▶ TASK TO COMPLETE
Reproduce every item below verbatim, keeping each line unchanged.

Excerpts from a dataset on pointing at objects:
□ □ □ □ □ □ □

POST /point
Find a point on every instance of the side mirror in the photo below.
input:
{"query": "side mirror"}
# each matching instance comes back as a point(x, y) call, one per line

□ □ □ □ □ □ □

▶ ANSWER IN FULL
POST /point
Find a point on every instance of the side mirror in the photo below.
input:
{"query": "side mirror"}
# each matching instance comes back as a point(x, y) call, one per line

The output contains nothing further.